* РАБОЧЕЕ ЗАДАНИЕ A *
Ответьте по тексту о французских салонах:
(i) Какой салон назван примером салона в доме супружеской пары?
(ii) В каком веке окончательно утверждается особый статус женщины во французском обществе?
(iii) Сколько прошений, по словам Монтескье, женщина каждое утро подносит министру?

* ТЕКСТ ДЛЯ РАЗБОРА *

= = = =

Даже если он организовывался в доме супружеской пары, то муж играл в нем незначительную роль (салон герцога и герцогини де Шуазель), а если он создавался на "холостяцкой квартире" мужчины, то здесь царствовала его любовница (как мадам де Парабер в салоне Филиппа Орлеанского).
Это связано с тем, что еще в XVII веке женщина во французском обществе приобретает особый статус, который окончательно утверждается в XVIII веке.
Монтескье так писал об этом:
"...женщины полновластно управляли покойным королем <...>.Суть в том, что всякий кто имеет какую-нибудь придворную должность в Париже или в провинции, действует через какую-нибудь женщину, через руки которой проходят все оказываемые... милости, а... иногда и несправедливости. Все эти женщины находятся в тесных отношениях между собой и составляют своего рода республику. <...> Женщина решается стать любовницей министра [не для того]... чтобы с ним спать. Это - для того, чтобы каждое утро подносить ему пять-шесть прошений. <...> Во Франции женщины управляют вообще и не только забирают себе власть целиком, но и делят ее по частям между собою".

= = = =

* РАБОЧЕЕ ЗАДАНИЕ B *
Выберите из записей все строки, где встречается строка «positive», с учётом регистра.

= = = =

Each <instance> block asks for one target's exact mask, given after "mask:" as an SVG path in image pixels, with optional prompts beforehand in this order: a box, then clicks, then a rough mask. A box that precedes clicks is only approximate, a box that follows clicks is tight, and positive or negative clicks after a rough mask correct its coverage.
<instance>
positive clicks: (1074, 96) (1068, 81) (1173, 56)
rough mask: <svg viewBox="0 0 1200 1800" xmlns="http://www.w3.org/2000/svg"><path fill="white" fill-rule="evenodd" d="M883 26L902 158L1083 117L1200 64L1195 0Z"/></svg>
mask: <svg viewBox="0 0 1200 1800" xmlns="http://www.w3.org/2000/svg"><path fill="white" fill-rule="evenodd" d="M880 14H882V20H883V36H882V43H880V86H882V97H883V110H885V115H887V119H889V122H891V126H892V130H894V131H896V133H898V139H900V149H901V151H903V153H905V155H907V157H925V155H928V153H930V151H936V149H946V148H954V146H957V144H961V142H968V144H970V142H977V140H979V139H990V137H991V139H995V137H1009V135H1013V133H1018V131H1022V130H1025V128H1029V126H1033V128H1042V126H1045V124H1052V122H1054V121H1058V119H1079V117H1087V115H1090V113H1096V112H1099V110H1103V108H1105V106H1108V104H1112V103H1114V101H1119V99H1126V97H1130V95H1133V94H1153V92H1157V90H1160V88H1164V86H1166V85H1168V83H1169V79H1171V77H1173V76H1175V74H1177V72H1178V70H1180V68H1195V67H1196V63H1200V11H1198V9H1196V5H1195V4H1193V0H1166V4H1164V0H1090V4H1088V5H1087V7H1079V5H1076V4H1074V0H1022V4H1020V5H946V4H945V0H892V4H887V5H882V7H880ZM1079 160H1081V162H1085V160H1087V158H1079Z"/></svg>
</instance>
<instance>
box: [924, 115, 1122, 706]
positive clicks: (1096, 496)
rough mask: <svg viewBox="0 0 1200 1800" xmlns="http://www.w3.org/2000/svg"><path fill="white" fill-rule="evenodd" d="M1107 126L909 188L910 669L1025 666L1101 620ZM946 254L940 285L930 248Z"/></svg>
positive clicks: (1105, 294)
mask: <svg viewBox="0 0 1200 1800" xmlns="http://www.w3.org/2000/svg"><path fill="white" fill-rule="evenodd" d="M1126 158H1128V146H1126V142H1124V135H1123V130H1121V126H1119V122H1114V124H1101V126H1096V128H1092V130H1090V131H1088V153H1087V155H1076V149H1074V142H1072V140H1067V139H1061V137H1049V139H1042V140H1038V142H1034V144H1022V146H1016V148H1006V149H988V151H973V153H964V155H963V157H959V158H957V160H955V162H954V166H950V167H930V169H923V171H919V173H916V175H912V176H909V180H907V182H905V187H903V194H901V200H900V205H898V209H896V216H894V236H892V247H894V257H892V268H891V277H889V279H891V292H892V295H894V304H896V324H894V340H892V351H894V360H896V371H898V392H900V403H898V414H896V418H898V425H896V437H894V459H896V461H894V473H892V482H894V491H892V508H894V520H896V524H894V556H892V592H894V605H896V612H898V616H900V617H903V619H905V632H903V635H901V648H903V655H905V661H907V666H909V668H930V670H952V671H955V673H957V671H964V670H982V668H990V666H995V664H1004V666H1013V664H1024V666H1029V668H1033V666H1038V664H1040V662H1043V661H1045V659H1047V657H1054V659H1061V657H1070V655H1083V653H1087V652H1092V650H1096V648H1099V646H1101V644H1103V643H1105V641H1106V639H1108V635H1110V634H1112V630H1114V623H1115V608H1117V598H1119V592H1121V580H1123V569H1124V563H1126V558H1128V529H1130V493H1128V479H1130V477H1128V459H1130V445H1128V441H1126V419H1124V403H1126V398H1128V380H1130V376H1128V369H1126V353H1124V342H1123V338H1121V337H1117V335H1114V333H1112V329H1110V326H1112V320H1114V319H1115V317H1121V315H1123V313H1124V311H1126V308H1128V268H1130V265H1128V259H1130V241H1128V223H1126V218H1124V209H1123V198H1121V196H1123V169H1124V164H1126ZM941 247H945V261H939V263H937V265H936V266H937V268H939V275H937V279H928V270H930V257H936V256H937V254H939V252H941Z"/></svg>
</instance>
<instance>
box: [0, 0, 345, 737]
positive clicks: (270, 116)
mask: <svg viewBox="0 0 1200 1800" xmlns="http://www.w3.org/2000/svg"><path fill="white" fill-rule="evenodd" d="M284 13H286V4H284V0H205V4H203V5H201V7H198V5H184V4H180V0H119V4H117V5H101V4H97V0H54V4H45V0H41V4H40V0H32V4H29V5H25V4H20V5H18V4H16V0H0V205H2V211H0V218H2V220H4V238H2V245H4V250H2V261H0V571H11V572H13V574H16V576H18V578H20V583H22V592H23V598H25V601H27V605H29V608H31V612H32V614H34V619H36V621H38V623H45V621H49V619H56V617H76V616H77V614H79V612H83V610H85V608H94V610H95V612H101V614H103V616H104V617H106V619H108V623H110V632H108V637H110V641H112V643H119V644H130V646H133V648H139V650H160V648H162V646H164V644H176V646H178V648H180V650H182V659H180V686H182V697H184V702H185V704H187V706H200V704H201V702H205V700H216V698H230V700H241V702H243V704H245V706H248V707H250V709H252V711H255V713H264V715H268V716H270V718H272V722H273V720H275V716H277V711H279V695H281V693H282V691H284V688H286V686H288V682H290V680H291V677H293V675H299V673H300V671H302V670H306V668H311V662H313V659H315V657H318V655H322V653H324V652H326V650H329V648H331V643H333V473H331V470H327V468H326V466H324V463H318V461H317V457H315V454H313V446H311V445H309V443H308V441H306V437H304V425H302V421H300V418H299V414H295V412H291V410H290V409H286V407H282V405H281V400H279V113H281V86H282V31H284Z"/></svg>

= = = =

* ОЖИДАЕМЫЙ ОТВЕТ A *
(i) Салон герцога и герцогини де Шуазель.
(ii) В XVIII веке.
(iii) Пять-шесть.

* ОЖИДАЕМЫЙ ОТВЕТ B *
Each <instance> block asks for one target's exact mask, given after "mask:" as an SVG path in image pixels, with optional prompts beforehand in this order: a box, then clicks, then a rough mask. A box that precedes clicks is only approximate, a box that follows clicks is tight, and positive or negative clicks after a rough mask correct its coverage.
positive clicks: (1074, 96) (1068, 81) (1173, 56)
positive clicks: (1096, 496)
positive clicks: (1105, 294)
positive clicks: (270, 116)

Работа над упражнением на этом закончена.